→ **TASK DIRECTIONS**:
Exact repetition is the task: copy every entry below.
--- START ---
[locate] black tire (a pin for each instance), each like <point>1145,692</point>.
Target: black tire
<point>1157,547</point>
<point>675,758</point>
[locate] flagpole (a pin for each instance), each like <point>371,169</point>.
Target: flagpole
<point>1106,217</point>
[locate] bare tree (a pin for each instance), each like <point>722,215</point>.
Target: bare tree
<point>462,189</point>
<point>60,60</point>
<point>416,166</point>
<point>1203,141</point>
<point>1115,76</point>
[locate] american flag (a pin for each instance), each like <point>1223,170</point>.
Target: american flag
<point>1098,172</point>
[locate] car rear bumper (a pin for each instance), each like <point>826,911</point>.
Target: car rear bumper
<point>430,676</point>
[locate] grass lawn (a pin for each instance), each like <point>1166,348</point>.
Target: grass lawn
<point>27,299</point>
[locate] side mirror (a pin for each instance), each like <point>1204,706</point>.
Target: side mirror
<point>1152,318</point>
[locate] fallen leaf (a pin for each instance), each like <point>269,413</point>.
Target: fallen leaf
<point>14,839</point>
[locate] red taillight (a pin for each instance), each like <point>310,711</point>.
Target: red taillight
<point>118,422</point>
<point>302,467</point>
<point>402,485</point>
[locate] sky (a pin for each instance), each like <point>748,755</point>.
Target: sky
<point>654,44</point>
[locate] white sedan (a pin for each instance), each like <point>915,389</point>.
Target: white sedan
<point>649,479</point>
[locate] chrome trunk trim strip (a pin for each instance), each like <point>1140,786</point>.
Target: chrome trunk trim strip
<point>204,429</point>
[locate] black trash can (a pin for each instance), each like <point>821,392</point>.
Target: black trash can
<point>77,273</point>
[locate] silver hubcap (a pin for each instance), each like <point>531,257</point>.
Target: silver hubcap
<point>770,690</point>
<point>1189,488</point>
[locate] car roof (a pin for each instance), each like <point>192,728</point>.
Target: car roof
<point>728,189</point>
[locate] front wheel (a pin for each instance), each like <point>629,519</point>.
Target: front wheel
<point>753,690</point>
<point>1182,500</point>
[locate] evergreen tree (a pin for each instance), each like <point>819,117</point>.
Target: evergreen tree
--- END ---
→ **SOLUTION**:
[locate] black tire (a pin for each instance), each like <point>1145,692</point>.
Target: black tire
<point>1157,547</point>
<point>675,758</point>
[locate] flagpole (a pin for each instance), each like <point>371,169</point>.
Target: flagpole
<point>1106,217</point>
[locate] bare tree (a pin for each instance), each like <point>722,215</point>.
Target: bare tree
<point>462,189</point>
<point>60,60</point>
<point>416,166</point>
<point>1203,141</point>
<point>1115,76</point>
[locate] american flag (a pin for each instance), each like <point>1223,170</point>.
Target: american flag
<point>1098,172</point>
[locate] car rear bumper (a pin for each instance), each like <point>826,911</point>.
Target: car rear bumper
<point>430,676</point>
[locate] grass lawn (a pin for each instance), each like <point>1166,348</point>.
Target: grass lawn
<point>27,299</point>
[locate] side mirror (a pin for each instance), each like <point>1204,706</point>.
Target: side mirror
<point>1152,318</point>
[locate] fallen leaf (a pin for each instance), each like <point>269,413</point>.
Target: fallen leaf
<point>14,839</point>
[locate] red taillight (a pin for each instance), each like <point>310,711</point>.
Target: red taillight
<point>118,422</point>
<point>302,467</point>
<point>402,485</point>
[locate] sky (a pin for each instance), each like <point>748,755</point>.
Target: sky
<point>654,44</point>
[locate] white sedan (a pin for each instance), each like <point>915,389</point>.
Target: white sedan
<point>649,479</point>
[locate] chrome trunk trim strip (a pin for each instance), each like <point>1140,786</point>.
Target: chrome trunk trim strip
<point>204,429</point>
[locate] black trash can (a pin for each instance), each like <point>821,392</point>.
Target: black trash can
<point>77,273</point>
[locate] silver hubcap (a pin for each instance), each like <point>531,257</point>.
Target: silver hubcap
<point>770,690</point>
<point>1189,488</point>
[locate] car roof (a pin for each instance), each like <point>192,728</point>.
Target: car roof
<point>728,189</point>
[locate] front wheel (a pin for each instance), each like <point>629,519</point>.
Target: front wheel
<point>753,690</point>
<point>1182,500</point>
[locate] evergreen tree (a pin for each instance), each like <point>819,117</point>.
Target: evergreen tree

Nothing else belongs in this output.